--- START PAGE EXTRACT ---

I had a conversation with my husband very early this morning, at the crack of dawn again, since we are still under the influence of the European time zone and probably for the first time I fully accepted that I cannot change anything to the status quo.
I have been on a journey of transformation for most of my life it seems and certainly on a deliberate and conscious one for close to thirty years. How would you not want to change what pains you? Searching for solutions, healing, growing, changing, transforming myself has been my daily lot. I am like a fish in water when it comes to this stuff! This is my universe and I project that outside of myself, thinking other people in pain around me would also like to heal and change. Accepting that not everybody is up to that kind of a challenge has been difficult for me to accept.
In my profession, as a counselor, I have been privileged to work with people in pain chosing to look at their patterns honestly and seeking expert help to transform themselves and then flying off on their own, equipped with tools to create their lives beyond their early family conditionning.
So when I abruptly left my life in Saudi Arabia 5 years ago, where I was living and working, after I had finally subcombed to the ambiant level of fear triggered by repeated terrorist incidents, to temporarily settle in my mother’s apartment in Strasbourg, France with our daughter, it was like stepping back into time.
I grew up in that apartment, she had never moved. The apartment, her surroundings created her stability, but it was all coming from the outside structure, familiar faces and places. But for me it was triggering so many reactions, judgments, I was an outsider, worth than a foreigner in my home land returning to live there after 35 years abroad. But that is a whole other topic I will investigate further at another time.
For now I am interested to investigate the origins of similar conditionning from diverse social structures and cultures.
My in laws’ family are first generation immigrants to Canada from the Indian Subcontinent and myself am a first generation immigrant from the Alsace region in France, Europe, a region that had been faught over and changed hand a number of times during the last two centuries, depending who from France or Germany had won the wars.
My own grand mothers were born under German tutelage and went through the German school system. My paternal grand mother actually never learned to speak French, hence my fluency in Alsacien, a local dialect and German.

--- END PAGE EXTRACT ---

▶ [DIRECTIVE]:
Rewrite the passage of the essay that begins with "So when I abruptly" and ends after "structures and cultures.", with "apartment" changed to "flat" throughout. The listing that comes next has no connection to the essay.

--- START INFORMATION SUPPLIED ---

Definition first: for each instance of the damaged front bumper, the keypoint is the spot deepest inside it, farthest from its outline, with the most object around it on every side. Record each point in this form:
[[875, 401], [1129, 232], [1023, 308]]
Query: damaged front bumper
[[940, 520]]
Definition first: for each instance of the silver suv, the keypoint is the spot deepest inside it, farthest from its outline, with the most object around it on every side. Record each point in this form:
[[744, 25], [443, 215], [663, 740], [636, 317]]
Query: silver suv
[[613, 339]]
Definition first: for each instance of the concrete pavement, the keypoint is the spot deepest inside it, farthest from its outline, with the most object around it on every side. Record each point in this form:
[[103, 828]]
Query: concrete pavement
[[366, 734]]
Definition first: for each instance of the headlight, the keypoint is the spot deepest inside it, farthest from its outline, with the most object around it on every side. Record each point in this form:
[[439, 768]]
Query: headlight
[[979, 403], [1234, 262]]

--- END INFORMATION SUPPLIED ---

▶ [RESPONSE]:
So when I abruptly left my life in Saudi Arabia 5 years ago, where I was living and working, after I had finally subcombed to the ambiant level of fear triggered by repeated terrorist incidents, to temporarily settle in my mother’s flat in Strasbourg, France with our daughter, it was like stepping back into time.
I grew up in that flat, she had never moved. The flat, her surroundings created her stability, but it was all coming from the outside structure, familiar faces and places. But for me it was triggering so many reactions, judgments, I was an outsider, worth than a foreigner in my home land returning to live there after 35 years abroad. But that is a whole other topic I will investigate further at another time.
For now I am interested to investigate the origins of similar conditionning from diverse social structures and cultures.